Find every line in the entries below that contains the string "fiddlehead", and copy each of those lines. Case counts.

(Some records)
--- Begin ---

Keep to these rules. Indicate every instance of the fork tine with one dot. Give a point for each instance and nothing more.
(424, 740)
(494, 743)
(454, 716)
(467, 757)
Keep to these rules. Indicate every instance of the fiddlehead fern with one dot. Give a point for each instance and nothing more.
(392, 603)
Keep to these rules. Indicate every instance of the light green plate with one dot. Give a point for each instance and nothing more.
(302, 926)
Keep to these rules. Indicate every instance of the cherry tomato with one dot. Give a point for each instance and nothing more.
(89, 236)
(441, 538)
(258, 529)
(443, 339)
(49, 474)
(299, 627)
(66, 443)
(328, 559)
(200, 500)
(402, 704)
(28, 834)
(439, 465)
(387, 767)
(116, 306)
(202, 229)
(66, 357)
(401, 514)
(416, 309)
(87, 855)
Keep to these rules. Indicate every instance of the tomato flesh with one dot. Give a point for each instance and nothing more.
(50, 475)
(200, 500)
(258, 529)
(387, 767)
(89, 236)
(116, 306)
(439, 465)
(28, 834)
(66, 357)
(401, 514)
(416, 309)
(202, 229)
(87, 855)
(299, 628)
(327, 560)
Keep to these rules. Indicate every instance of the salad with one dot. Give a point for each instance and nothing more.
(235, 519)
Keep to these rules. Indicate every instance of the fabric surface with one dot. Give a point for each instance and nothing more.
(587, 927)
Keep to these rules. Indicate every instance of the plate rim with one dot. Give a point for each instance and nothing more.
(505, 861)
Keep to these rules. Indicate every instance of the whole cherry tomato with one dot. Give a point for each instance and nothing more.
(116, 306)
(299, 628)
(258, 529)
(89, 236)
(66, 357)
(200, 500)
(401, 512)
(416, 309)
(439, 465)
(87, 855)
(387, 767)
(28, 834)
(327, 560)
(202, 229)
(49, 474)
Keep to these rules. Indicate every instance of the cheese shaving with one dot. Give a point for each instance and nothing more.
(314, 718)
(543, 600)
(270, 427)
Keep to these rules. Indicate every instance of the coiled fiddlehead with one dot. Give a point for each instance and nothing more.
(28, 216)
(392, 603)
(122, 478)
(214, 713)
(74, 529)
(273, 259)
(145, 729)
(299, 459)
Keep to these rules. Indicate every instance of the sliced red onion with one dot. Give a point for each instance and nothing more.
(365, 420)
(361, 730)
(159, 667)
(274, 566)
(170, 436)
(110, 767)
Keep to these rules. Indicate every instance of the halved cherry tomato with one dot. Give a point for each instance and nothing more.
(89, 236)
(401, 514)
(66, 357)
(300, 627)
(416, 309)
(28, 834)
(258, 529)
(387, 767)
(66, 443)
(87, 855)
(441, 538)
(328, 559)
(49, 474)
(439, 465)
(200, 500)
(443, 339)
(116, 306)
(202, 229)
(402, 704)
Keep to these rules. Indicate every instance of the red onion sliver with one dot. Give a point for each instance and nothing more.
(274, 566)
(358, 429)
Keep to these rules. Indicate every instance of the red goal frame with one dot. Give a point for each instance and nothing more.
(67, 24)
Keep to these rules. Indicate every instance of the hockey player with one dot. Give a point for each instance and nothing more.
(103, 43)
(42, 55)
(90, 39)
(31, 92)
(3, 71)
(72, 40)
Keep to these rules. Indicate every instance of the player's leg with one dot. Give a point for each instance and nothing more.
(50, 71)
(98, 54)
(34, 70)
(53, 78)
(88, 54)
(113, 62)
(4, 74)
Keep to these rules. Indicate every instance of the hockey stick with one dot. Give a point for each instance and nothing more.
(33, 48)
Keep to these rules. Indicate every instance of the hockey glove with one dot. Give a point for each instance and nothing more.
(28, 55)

--- End ---
--- Begin ---

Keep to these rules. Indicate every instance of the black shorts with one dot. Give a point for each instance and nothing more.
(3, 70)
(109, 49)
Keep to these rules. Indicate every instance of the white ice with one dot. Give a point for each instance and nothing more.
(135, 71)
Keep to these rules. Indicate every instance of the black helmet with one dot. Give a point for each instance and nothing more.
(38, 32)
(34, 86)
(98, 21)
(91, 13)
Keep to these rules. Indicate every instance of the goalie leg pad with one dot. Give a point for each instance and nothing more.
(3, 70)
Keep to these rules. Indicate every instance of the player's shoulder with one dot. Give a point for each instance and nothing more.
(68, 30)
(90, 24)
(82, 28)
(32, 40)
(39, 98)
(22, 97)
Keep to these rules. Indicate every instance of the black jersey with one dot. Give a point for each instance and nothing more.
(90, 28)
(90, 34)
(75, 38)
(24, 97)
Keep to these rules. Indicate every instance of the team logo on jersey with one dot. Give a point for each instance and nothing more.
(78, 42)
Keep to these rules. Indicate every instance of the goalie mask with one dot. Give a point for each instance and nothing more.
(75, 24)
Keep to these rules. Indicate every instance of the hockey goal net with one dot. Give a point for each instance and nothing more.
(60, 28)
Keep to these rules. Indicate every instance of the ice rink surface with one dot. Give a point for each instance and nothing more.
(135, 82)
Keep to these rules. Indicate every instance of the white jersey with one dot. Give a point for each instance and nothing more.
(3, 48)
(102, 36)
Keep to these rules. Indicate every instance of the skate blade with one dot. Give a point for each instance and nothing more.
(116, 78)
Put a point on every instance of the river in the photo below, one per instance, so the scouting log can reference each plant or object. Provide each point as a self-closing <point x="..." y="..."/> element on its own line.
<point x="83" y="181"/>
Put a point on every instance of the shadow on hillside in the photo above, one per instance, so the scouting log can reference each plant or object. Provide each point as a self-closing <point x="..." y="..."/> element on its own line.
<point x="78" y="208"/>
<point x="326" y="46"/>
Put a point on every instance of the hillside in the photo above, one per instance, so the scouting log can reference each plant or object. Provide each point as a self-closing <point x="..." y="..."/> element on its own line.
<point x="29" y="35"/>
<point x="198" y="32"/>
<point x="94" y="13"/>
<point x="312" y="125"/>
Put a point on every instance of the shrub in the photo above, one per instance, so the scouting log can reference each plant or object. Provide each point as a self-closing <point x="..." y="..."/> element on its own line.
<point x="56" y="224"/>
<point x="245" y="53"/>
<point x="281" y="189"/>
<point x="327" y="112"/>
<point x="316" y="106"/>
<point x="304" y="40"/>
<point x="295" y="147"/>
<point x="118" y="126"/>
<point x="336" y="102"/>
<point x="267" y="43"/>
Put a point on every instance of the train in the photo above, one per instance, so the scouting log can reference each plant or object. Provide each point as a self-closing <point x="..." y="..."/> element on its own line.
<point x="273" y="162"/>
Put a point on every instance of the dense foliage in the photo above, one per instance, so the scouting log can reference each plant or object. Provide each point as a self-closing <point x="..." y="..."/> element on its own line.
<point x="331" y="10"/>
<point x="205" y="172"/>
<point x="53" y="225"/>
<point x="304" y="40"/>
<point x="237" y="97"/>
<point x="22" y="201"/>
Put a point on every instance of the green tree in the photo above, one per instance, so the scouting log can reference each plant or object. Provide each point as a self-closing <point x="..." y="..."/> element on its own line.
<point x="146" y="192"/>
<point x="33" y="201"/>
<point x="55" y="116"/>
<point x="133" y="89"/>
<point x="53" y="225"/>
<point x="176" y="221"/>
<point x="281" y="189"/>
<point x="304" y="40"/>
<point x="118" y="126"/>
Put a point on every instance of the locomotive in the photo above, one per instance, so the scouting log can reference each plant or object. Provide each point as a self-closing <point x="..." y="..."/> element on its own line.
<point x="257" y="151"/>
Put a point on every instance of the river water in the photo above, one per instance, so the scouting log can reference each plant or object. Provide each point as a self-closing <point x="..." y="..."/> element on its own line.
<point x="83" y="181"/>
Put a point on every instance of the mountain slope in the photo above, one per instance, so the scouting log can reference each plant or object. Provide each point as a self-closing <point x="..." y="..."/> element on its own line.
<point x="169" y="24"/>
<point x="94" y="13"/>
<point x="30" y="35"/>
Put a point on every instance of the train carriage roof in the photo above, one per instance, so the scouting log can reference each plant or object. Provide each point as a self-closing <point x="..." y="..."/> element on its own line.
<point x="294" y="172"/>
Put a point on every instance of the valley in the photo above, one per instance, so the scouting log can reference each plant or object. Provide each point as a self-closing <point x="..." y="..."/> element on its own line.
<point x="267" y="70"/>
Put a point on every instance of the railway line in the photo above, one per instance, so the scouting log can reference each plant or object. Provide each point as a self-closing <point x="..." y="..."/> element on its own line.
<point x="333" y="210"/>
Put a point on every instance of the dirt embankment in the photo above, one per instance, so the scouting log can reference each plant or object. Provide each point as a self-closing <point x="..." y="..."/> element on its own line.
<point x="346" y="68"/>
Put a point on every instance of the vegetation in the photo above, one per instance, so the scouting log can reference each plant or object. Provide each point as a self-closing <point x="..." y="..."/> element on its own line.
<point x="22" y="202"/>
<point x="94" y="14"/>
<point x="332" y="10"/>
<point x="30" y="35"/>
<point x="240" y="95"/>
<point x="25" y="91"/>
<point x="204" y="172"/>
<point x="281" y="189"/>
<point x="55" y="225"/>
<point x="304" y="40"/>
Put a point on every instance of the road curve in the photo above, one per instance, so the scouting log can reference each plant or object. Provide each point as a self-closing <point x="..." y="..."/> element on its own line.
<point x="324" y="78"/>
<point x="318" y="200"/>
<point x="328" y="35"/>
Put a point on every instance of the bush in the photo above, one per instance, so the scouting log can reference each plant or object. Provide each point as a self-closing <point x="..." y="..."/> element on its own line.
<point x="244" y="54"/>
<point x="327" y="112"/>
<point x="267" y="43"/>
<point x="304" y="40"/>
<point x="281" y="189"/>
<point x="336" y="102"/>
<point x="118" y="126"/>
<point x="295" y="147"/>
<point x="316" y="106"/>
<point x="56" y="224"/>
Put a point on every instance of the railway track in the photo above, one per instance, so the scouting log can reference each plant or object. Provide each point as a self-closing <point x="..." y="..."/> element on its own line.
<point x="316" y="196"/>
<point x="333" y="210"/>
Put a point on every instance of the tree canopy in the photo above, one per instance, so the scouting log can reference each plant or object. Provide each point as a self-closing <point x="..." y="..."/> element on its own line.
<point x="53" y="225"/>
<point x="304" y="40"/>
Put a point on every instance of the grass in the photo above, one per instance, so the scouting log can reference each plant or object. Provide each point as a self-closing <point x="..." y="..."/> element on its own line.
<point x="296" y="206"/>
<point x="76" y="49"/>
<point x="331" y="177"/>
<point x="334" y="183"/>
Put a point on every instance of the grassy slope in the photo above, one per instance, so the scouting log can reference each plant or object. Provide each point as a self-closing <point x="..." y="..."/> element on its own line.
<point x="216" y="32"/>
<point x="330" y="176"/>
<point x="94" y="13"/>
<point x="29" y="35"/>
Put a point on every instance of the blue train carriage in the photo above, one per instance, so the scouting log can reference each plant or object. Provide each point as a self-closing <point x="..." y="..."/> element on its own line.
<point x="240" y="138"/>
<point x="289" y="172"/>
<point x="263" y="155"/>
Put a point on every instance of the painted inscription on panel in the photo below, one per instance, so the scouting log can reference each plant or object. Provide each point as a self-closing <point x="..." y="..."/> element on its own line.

--- End ---

→ The response
Keep to these rules. Indicate every instance of the fiddlehead fern with one dot. Give a point for each instance and nothing more.
Keep to these rules. Indicate every instance of the coiled fiddlehead with one dot. Give a point for each instance and nothing more.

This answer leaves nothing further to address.